EXERCISE PROMPT: When you copy the entries, keep every word exactly as it stands.
-------- DATA RECORDS --------
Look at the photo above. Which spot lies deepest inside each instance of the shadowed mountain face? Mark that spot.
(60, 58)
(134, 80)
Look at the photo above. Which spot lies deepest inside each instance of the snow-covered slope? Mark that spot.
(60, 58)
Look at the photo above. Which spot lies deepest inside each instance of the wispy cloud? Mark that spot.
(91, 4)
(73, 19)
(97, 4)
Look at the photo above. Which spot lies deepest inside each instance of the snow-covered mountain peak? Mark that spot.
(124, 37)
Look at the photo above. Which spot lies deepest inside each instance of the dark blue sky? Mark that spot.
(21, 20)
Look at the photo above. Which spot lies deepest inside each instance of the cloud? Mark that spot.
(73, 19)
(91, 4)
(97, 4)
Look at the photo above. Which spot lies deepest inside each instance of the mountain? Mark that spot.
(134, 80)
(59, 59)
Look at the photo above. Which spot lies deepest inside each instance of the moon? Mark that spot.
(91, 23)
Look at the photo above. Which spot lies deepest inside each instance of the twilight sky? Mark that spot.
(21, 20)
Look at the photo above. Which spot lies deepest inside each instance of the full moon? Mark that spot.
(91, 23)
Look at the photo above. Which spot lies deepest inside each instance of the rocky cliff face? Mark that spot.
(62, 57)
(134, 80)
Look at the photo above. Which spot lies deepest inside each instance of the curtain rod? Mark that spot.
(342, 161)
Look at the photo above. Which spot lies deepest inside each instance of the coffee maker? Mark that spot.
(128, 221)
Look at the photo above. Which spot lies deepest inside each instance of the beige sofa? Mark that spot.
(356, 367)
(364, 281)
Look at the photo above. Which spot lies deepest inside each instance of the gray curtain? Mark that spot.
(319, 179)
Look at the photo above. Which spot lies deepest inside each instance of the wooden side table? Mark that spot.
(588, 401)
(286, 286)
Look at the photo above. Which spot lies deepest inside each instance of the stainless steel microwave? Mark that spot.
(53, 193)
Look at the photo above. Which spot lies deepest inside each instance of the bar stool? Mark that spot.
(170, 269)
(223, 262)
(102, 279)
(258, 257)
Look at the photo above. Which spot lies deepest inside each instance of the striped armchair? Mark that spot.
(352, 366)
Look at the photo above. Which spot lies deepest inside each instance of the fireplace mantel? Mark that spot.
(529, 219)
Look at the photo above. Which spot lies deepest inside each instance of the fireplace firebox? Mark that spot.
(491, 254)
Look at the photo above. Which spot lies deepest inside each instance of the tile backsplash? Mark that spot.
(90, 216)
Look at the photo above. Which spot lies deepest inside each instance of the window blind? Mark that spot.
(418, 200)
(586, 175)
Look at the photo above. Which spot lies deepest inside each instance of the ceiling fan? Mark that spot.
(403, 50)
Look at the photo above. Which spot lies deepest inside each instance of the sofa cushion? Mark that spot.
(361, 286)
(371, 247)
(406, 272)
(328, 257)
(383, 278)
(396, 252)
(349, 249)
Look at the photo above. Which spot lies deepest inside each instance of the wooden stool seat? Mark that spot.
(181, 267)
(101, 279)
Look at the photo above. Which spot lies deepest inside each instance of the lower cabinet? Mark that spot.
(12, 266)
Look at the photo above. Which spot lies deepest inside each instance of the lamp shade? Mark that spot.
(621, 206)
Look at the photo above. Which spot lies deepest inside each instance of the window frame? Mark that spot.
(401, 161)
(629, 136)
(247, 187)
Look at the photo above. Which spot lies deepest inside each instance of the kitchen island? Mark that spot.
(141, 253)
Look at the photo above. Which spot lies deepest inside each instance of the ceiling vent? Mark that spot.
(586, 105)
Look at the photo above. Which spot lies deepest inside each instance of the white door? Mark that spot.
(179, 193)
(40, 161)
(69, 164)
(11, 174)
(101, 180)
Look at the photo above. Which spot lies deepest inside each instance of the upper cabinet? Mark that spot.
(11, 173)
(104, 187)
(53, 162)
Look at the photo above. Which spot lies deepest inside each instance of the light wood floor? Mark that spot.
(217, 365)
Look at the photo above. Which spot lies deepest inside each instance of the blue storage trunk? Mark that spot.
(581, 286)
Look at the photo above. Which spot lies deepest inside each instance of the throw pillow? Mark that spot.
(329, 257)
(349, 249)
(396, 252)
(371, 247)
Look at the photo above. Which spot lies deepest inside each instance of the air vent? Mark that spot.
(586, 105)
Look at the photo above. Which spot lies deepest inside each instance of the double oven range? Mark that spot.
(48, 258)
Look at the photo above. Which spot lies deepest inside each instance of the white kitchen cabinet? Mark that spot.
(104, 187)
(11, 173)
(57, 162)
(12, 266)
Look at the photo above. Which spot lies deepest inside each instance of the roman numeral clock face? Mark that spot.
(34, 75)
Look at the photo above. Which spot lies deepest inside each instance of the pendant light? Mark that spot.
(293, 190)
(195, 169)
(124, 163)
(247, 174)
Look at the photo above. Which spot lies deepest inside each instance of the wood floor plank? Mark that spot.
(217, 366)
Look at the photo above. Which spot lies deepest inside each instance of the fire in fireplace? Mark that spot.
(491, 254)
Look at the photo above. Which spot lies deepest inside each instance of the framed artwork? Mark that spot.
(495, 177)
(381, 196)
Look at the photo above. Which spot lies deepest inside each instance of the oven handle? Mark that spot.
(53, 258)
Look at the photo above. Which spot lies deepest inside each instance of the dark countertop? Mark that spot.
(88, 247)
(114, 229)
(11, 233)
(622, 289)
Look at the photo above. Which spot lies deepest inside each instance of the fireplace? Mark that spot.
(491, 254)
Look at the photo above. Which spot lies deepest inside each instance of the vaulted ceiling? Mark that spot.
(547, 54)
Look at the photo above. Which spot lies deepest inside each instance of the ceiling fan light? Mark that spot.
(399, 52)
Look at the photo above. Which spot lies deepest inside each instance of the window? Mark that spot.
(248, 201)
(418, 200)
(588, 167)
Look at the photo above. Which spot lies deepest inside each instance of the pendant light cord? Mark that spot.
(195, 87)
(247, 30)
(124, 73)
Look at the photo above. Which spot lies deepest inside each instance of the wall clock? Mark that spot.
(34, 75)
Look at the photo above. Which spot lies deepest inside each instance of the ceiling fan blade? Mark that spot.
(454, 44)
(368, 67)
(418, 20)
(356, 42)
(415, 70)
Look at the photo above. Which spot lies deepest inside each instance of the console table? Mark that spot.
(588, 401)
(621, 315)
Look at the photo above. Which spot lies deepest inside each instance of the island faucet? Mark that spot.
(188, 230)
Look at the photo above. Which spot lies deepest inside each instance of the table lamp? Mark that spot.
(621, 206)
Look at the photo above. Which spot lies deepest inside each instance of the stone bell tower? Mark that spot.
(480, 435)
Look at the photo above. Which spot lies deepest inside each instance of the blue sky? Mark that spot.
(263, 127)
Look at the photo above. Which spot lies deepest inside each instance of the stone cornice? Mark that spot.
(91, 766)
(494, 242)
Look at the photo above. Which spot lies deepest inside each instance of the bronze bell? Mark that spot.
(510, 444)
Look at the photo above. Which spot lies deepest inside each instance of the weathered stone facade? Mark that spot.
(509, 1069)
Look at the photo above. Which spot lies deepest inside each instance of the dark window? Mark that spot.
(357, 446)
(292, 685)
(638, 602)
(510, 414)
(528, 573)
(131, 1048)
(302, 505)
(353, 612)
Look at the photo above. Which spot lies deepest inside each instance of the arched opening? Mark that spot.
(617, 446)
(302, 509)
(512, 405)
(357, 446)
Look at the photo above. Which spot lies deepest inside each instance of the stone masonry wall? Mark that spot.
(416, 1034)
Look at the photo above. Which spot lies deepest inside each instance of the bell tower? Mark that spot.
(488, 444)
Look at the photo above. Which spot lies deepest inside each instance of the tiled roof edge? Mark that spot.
--------
TASK SOLUTION:
Look at the photo above. Which spot lies deepest inside each instance of the shadowed mountain face? Mark that spot.
(60, 58)
(134, 80)
Look at the photo above. Which spot lies deepest inside each instance of the snow-covered slope? Mark that spot.
(60, 58)
Look at the photo above. Which spot lies deepest inside each instance of the wispy cloud? Mark that spot.
(91, 4)
(73, 19)
(97, 4)
Look at the photo above. Which spot lies deepest inside each instance of the snow-covered mountain peak? Mark that spot.
(124, 37)
Look at the photo above. Which spot lies deepest inside each instance of the dark blue sky? Mark that spot.
(21, 20)
Look at the photo above. Which spot lies deepest inside each instance of the cloud? Mark that spot.
(73, 19)
(91, 4)
(97, 4)
Look at the photo above. Which spot lies deepest inside each instance of the mountain? Mark that spot.
(134, 80)
(59, 59)
Look at the photo above. Which spot lies deepest inside each instance of the moon? Mark that spot.
(91, 23)
Look at the photo above. Which spot lies deepest inside each instance of the twilight sky? Mark that spot.
(21, 20)
Look at the photo above. Which spot lies deepest inside each instance of the full moon? Mark that spot.
(91, 23)
Look at the photo above. Which spot lies deepest inside each instance of the rocky cliff face? Mark that spot.
(62, 57)
(134, 80)
Look at the photo above. Which spot lies deepest inside each instance of the curtain rod? Mark that spot.
(342, 161)
Look at the photo above. Which spot lies deepest inside each instance of the coffee maker? Mark that spot.
(128, 221)
Look at the photo above. Which spot lies deepest inside each instance of the beige sofa? Mark that spot.
(356, 367)
(364, 281)
Look at the photo above. Which spot lies deepest inside each instance of the gray curtain? Mark that spot.
(319, 179)
Look at the photo above. Which spot lies deepest inside each instance of the wooden side table? Mark that spot.
(588, 401)
(286, 286)
Look at the photo above. Which spot lies deepest inside each instance of the stainless steel microwave? Mark that spot.
(53, 193)
Look at the photo above. Which spot lies deepest inside each instance of the bar stool? Mark that spot.
(170, 269)
(223, 262)
(102, 279)
(258, 257)
Look at the photo above. Which spot lies deepest inside each instance of the striped armchair? Mark that spot.
(352, 366)
Look at the photo above. Which spot lies deepest inside each instance of the fireplace mantel? Mark that spot.
(529, 219)
Look at the photo above. Which spot lies deepest inside each instance of the fireplace firebox? Mark that spot.
(491, 254)
Look at the photo above. Which spot lies deepest inside each instance of the tile backsplash? Mark that spot.
(90, 216)
Look at the photo above. Which spot lies deepest inside each instance of the window blind? Mark that spot.
(418, 200)
(586, 175)
Look at the photo above. Which spot lies deepest inside each instance of the ceiling fan? Mark that spot.
(403, 50)
Look at the photo above. Which spot lies deepest inside each instance of the sofa cushion? Mark that spot.
(361, 286)
(371, 247)
(406, 272)
(328, 257)
(383, 278)
(396, 252)
(349, 249)
Look at the photo above. Which spot lies deepest inside each instance of the wooden stool seat? Mark that spot.
(181, 267)
(101, 279)
Look at the photo above. Which spot lies deepest inside each instance of the lower cabinet? Mark that spot.
(12, 266)
Look at the photo above. Which spot lies deepest inside each instance of the lamp shade? Mark that spot.
(621, 206)
Look at the photo above. Which spot lies deepest inside each instance of the window frame? Mark that spot.
(401, 161)
(629, 136)
(247, 187)
Look at the photo above. Which spot lies deepest inside each instance of the kitchen island? Mark that spot.
(141, 253)
Look at the photo above. Which spot lies deepest inside each instance of the ceiling vent? Mark that spot.
(586, 105)
Look at the photo above. Which spot lies deepest inside each instance of the white door? Mark that spot.
(179, 193)
(40, 161)
(69, 164)
(11, 174)
(101, 180)
Look at the photo above. Which spot lies deepest inside each instance of the upper cabinet? Mark that spot.
(11, 173)
(104, 187)
(53, 162)
Look at the photo above. Which spot lies deepest inside each instance of the light wood floor? Mark that spot.
(217, 365)
Look at the photo above. Which spot lies deepest inside each instance of the blue storage trunk? Mark that spot.
(581, 286)
Look at the photo above. Which spot lies deepest inside each instance of the throw pillow? Mark that spot.
(329, 257)
(349, 249)
(396, 252)
(371, 247)
Look at the photo above. Which spot lies deepest inside each instance of the air vent? Mark that spot.
(586, 105)
Look at the photo above. Which spot lies deepest inside each instance of the double oven range? Mark that spot.
(48, 258)
Look at the photo above. Which spot lies deepest inside each instance of the white kitchen cabinet? Mark that spot.
(104, 187)
(11, 173)
(57, 162)
(12, 266)
Look at the photo above. Which spot lies deepest inside each instance of the roman numeral clock face? Mark that spot.
(34, 75)
Look at the photo above. Which spot lies deepest inside each instance of the pendant light? Mark that spot.
(293, 190)
(195, 169)
(124, 163)
(247, 174)
Look at the photo above. Which spot lies deepest inside each instance of the wood floor plank? Mark that spot.
(217, 366)
Look at the photo above. Which spot lies deepest inside each instance of the fire in fireplace? Mark that spot.
(491, 254)
Look at the photo above. Which spot lies deepest inside each instance of the framed artwork? Mark that spot.
(495, 177)
(381, 196)
Look at the photo above. Which spot lies deepest inside each instance of the oven handle? Mark that spot.
(53, 258)
Look at the photo above. Which spot lies deepest inside each instance of the dark countertop? Mark that spot.
(88, 247)
(114, 229)
(11, 233)
(622, 289)
Look at the photo above. Which spot lies deepest inside each instance of the fireplace? Mark that spot.
(491, 254)
Look at the photo above. Which spot lies deepest inside each instance of the vaulted ceiling? Mark that spot.
(547, 54)
Look at the photo above. Which spot lies deepest inside each instance of the ceiling fan light? Mark that spot.
(399, 52)
Look at the photo above. Which spot lies deepest inside each instance of the window? Mark that spot.
(248, 201)
(418, 200)
(588, 167)
Look at the photo above. Which spot lies deepest inside each instance of the pendant light cord? Mark that spot.
(195, 87)
(247, 30)
(124, 73)
Look at the photo above. Which spot lies deepest inside each instance of the wall clock? Mark that spot.
(34, 75)
Look at the photo above. Which spot lies deepest inside each instance of the ceiling fan blade? Mark that spot.
(454, 44)
(368, 67)
(418, 20)
(356, 42)
(415, 70)
Look at the photo above. Which spot lies deepest inside each instance of the console table? Mark that spot.
(588, 401)
(621, 315)
Look at the photo above. Which spot lies deepest inside each instance of the island faucet? Mark that spot.
(188, 230)
Look at the photo above. Which spot lies deepest inside each instance of the table lamp? Mark that spot.
(621, 206)
Look at the photo above. Which spot lies deepest inside each instance of the stone bell tower? Mark that spot.
(480, 435)
Look at the photo above. Which spot lies deepest inside each instance of the blue sky? Mark that spot.
(263, 127)
Look at the photo above. Which spot lies deepest inside each instance of the stone cornice? Mark that spot.
(91, 766)
(494, 242)
Look at the photo above. Which spot lies deepest inside each instance of the bronze bell? Mark that spot.
(510, 444)
Look at the photo above. Which spot lies deepest inside each instance of the weathered stone facade? Mark that spot.
(509, 1069)
Look at the photo above. Which spot lies deepest inside each instance of the dark window? Mark that spot.
(357, 446)
(292, 685)
(638, 602)
(510, 414)
(528, 573)
(131, 1048)
(302, 505)
(353, 612)
Look at the photo above. Which spot lies deepest inside each instance of the arched opening? Mark that spot.
(617, 446)
(302, 509)
(512, 405)
(357, 446)
Look at the photo above. Which spot lies deepest inside each instance of the stone masonry wall? Mark that spot.
(416, 1034)
Look at the photo above. Which spot lies deepest inside each instance of the bell tower? Mark that spot.
(488, 444)
Look at the photo above. Which spot lies deepest inside each instance of the tiled roof edge? Mark that spot.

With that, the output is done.